● **PASSAGE TO READ**:
This plane was the 777, which was a little bit surprising as they are about to get rid of those I think. Anyway, it had all the usual facts and figures, and also a couple of highlights about the plane.

I managed to find a web copy of the magazine, and the picture is below:

enter image description here

https://issuu.com/spafax/docs/vamos_latam_junio_2017_web

One of these highlights is the wheels, and it says (roughly translated):

Each of the wheels is capable of supporting a maximum of 29,294 kg.

My first reaction was "That's pretty impressive!", then "I wonder how much above the MTOW that is?" The MTOW is specified at the side there: 351,530 kg, which correspondes to the 777-300ER.

So 29,294 x 6 x 2 = 351,528

Oh. That's under the MTOW. I wonder if there's some rounding off here:

So 351,530 / 2 / 6 = 29,294.166 - yes there is.

I was surprised that the maximum each tyre/wheel could take summed up to the MTOW, as I thought that they would experience larger forces on landing. Also, what would happen if a tyre blew?

● **BRIEF 1**: From the passage about the 777 wheels, list each distinct number that appears in the two calculations written with an equals sign.

● **EXERCISE INPUTS**:
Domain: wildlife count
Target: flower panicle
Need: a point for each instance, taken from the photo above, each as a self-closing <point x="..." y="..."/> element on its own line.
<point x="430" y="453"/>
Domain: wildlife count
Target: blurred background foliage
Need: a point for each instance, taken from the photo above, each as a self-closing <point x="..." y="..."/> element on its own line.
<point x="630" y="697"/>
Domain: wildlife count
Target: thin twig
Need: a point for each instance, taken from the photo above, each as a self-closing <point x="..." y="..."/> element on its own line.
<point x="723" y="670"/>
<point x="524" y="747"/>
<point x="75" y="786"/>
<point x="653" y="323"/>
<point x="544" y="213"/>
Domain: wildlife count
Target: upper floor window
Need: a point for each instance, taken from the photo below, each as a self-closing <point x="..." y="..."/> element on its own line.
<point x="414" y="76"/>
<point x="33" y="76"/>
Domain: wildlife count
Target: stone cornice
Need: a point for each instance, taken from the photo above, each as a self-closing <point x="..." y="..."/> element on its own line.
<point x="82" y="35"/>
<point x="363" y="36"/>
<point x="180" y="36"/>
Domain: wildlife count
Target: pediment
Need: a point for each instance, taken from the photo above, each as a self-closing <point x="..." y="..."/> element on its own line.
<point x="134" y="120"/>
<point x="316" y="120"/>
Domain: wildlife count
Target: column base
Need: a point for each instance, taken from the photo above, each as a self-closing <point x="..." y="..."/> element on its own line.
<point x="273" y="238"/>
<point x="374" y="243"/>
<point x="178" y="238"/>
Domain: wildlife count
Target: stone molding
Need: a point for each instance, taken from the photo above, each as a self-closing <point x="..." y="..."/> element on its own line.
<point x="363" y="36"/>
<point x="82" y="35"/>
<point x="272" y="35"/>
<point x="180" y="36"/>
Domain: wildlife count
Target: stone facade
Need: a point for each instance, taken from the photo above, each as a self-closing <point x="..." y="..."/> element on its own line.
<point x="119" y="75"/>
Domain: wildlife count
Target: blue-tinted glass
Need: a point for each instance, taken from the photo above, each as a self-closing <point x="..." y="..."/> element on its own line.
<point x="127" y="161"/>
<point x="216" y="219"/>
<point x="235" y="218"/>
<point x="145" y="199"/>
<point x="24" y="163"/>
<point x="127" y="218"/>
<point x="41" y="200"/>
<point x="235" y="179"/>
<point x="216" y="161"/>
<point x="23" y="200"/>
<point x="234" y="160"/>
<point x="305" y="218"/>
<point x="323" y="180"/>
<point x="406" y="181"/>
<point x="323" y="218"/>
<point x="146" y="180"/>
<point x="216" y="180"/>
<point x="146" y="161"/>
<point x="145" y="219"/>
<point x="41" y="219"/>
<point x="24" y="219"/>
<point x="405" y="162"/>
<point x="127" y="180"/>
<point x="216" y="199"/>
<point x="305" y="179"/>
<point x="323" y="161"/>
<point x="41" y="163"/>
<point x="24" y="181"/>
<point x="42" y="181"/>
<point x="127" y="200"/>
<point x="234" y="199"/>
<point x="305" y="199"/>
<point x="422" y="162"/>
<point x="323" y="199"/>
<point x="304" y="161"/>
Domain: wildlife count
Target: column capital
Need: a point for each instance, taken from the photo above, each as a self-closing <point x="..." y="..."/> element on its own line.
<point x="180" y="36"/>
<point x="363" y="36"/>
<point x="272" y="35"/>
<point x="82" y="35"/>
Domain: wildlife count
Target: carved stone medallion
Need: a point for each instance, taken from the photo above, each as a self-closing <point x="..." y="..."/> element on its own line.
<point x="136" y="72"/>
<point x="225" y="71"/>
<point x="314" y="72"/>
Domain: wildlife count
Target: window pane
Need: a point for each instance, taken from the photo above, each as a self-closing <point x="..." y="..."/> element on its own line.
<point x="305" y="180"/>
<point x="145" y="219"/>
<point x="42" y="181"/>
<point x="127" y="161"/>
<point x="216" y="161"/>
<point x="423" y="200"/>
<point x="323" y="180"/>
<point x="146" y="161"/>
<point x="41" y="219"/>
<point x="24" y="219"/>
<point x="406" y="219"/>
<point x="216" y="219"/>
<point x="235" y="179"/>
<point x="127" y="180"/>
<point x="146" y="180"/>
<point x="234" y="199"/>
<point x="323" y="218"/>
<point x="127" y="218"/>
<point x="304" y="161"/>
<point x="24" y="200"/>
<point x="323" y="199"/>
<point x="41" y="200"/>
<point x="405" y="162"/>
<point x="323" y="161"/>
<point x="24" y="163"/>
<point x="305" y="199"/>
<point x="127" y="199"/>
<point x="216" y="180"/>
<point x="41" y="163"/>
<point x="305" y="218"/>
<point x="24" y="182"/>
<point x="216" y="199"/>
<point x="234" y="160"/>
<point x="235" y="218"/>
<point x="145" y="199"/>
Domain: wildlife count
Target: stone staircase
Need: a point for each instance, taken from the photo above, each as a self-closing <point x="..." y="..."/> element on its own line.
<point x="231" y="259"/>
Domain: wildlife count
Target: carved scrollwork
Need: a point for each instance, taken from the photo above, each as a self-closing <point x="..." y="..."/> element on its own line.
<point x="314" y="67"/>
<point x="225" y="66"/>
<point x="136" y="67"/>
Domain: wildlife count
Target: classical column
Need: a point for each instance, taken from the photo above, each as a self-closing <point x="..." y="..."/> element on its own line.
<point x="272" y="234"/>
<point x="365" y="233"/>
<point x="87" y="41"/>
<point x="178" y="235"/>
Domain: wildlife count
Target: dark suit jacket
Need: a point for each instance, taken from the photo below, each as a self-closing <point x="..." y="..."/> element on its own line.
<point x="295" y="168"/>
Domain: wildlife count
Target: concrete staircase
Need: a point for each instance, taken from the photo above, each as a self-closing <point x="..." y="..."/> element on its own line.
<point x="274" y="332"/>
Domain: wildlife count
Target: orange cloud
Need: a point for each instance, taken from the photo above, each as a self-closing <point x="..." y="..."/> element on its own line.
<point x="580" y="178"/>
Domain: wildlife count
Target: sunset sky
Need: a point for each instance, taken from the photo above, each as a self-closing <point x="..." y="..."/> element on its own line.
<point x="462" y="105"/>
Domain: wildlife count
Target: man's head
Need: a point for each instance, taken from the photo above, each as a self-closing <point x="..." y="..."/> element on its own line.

● **BRIEF 2**: Report every line of the listing that contains the word "carved", treating uppercase and lowercase as different.

● **CORRECT RESULT 1**:
29,294
6
2
351,528
351,530
29,294.166

● **CORRECT RESULT 2**:
Target: carved stone medallion
Target: carved scrollwork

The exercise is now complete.